> [Complete the following]
**1)** In the earnings call transcript, by what percentage is Lake Canyon up?
**2)** Continue the earnings call transcript from where it stops.

== Article ==

The next question comes from Jack Aydin from KeyBanc Capital Markets. Jack N. Aydin: Now anywhere results -- would you share anywhere result that you were drilling horizontal wells in the Uteland area. I thought you had won a couple of wells you were drilling, completing. Would you share any data?
Yes, we're in some Uteland Butte wells, drilled some in the beginning of the year. I think there's probably 2 reasons why we pulled back in the Uteland this year. Number one, we're really pleased with our commingled Wasatch. And we've got some areas particularly in Lake Canyon that are north of Brundage that are giving us very good results with good economics. I think the other issue is that we believe we really needed longer laterals in the Uteland Butte horizontals for them to give us decent recoveries to generate the return. The first generation of horizontals, I think the laterals were about 3,500 feet. We now think the lateral needs to be about twice that. And we've requested some additional permission to be able to drill laterals of that length. Not sure if we're going to drill any of those in the back half of the year, we may postpone that to '13. Jack N. Aydin: On the gas production, it looks like it's holding much better than originally thought. Any comment on it? Robert F. Heinemann: I think it's probably 2 things. Number one, as we drill more wells in Lake Canyon, for example, our Lake Canyon's up 16%, we do get a fair amount of associated gas from Lake Canyon, as well as the Permian. The other thing is, we're a little bit further down that really steep decline in some of our gas assets. So as time goes on, that decline gets a little bit less pronounced. I think we probably also have a little bit better drainage in some of our gas wells than we probably forecast. So it's really the competition of those 3 factors. Jack N. Aydin: Okay. Any -- on the Permian, I know you drill wells and everything. Is there any variation from your type curve, good or bad or indifferent, what you've seen so far?
No, Jack, the production continues to be on type curve from our 3 acquisitions. And we're very satisfied with the oil content being in the 80% range. And from that standpoint, the reservoir is performing.
The next question comes from Brian Singer from Goldman Sachs.
You highlighted some of the constraints in the Permian and those are definitely industry constraints. I just wondered whether you're satisfied with the size of your acreage position here and whether you think you have the scale to execute as you did, arguably in the second quarter from a productions perspective and also from a cost prospective. Robert F. Heinemann: Well, obviously we'd like to have more in the Permian. We like it, even though it's an extremely competitive place to do business. We have added a pretty sizable position outside the Wolfberry fairway in Borden County. We have a number of plate concepts there we're evaluating from commingle Wolfcamp and Strawn to horizontal Cline and horizontal Mississippian. So we drilled 2 appraisal wells, looking at log, looking at core, really have done no completion to date. Our goal is to have somewhat of an appraisal, an economic appraisal completed there by year end. And that, if that's successful, that in fact just about doubles our position of develop -- our acreage that we'd like to develop in the Permian. So -- David D. Wolf: And since year end, Brian, we've added about 30,000 net acres in the Permian and elsewhere in the portfolio. So we've added about a little over 15,000 net acres in the Permian since year-end. So we continue to add in the Borden area, as well as our -- in and around our acquisition areas.

===
== Entries shown ==

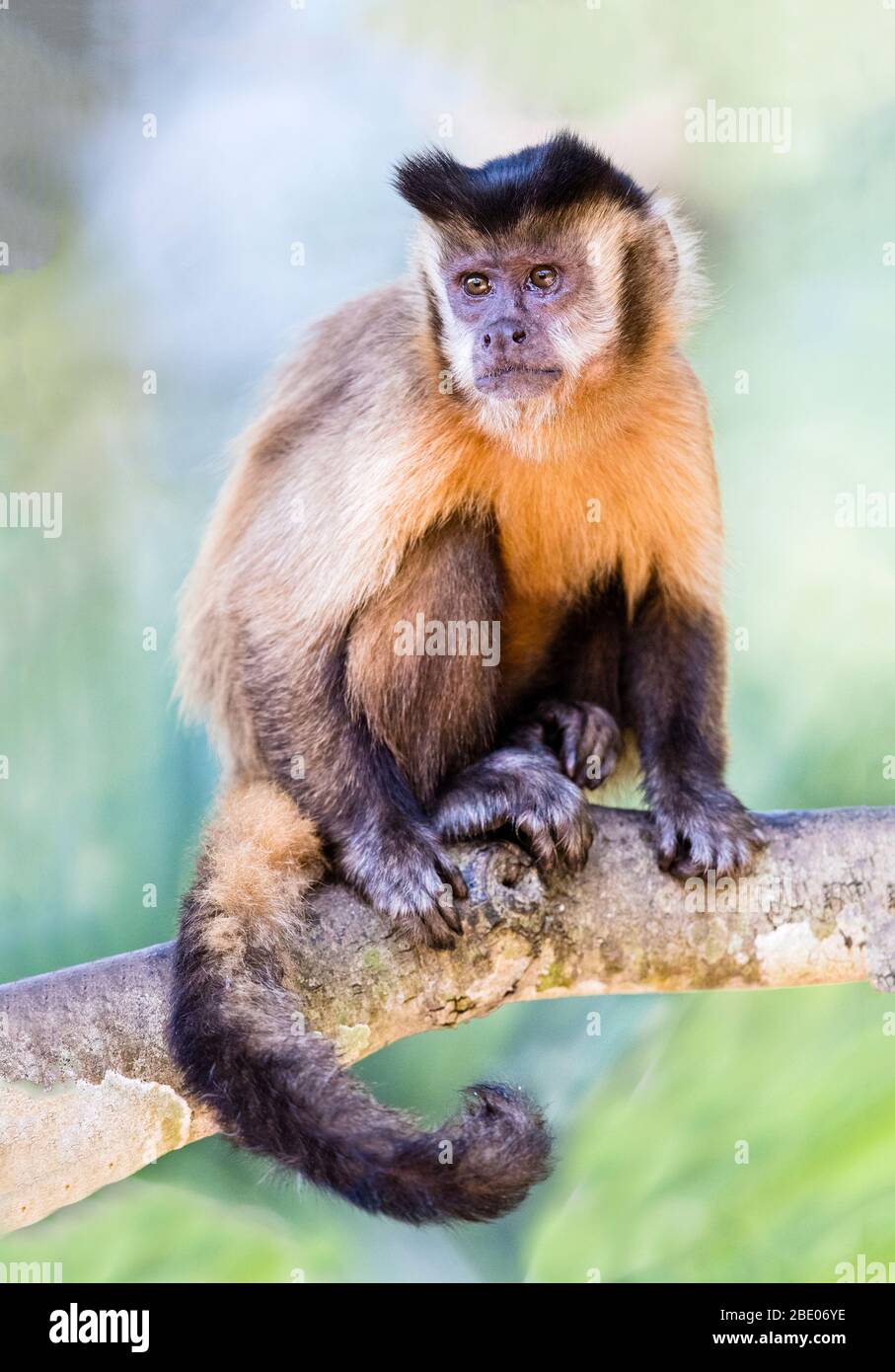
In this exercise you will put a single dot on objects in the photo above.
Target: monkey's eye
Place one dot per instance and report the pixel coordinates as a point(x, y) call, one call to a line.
point(543, 277)
point(476, 284)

===

> [Solved tasks]
**1)** Lake Canyon is up 16%.

**2)**
Okay. And then shifting back to the Rockies. With the increased drilling and doubling the lateral length that you're planning, can you just update us on how you're thinking about where you're Black Wax, Yellow Wax production can get to, and then how you're thinking about downstream strategies there? Robert F. Heinemann: Well, let me talk about the downstream first. We still have our contract with Holly, which goes through July 1 of next year. We're certainly doing everything to honor that contract. But we're very interested in seeing if we can get paid more money for our barrels. And that means we have to look at alternatives with Holly, alternatives with other Salt Lake City refiners. And you've heard me say to a lot of people, I think eventually barrels leave Salt Lake City and go to other markets. That could be California that could be Anacortes that could be Louisiana, Gulf Coast. And those are going to be rail options, and I think a lot of those things are under evaluation, not only by Berry but by other companies. So I think when you look at those opportunities, you could see a way to get paid more for your crude. Our goal in the Uinta is to improve our margin there, which is about $35 a barrel. And we want to improve our margin by getting paid more for our crude and by exploiting the Wasatch, which generally, or at least regionally, has a much higher oil content than our historic oil and gas ratio at Brundage Canyon. I think -- we probably think we have scale, plenty of scale in the Uinta. My guess is, when we're doing a long-range plan now. It's probably going to be a 12,000 to 15,000-barrel a day basin, probably even if we have success in both the Uteland butte and the Wasatch, it probably goes higher. I think our risk forecast does a pretty conservative job at looking at the potential of both those.
And of the potential options on the downstream side you were discussing, is there's anything that you are kind of close to? Or is this -- are these just items that you feel that you and others are evaluating more for the medium term? Robert F. Heinemann: Well, if we were close, we would tell you. And since we don't have anything in hand, we can't -- there's nothing we can really say. But I would say a number of producers that are looking at evaluating opportunities that are beyond just trying to cobble up cost numbers on a piece of paper. I mean, there's some real outlook going on here and some real discussions going on.
The next question comes from Brad Heffern from RBC Capital Markets.
In the Permian, I just wanted to check in and see what your current thoughts are on horizontal drilling and when you're planning to test that? Robert F. Heinemann: Well, we're currently evaluating several of the areas. We're pretty widespread in the basin. We're probably 250 miles from north to south and almost 100 miles east to west. So we're looking at each one of the shale opportunities and horizontal opportunities. And we continue to drill our vertical wells and test each one of the formations. And we'll be high grading what we think the best opportunities for horizontal. I would say, we don't have any plans for horizontal well in 2012, but I would imagine we'll have one -- we'll have a group of wells to propose for 2013.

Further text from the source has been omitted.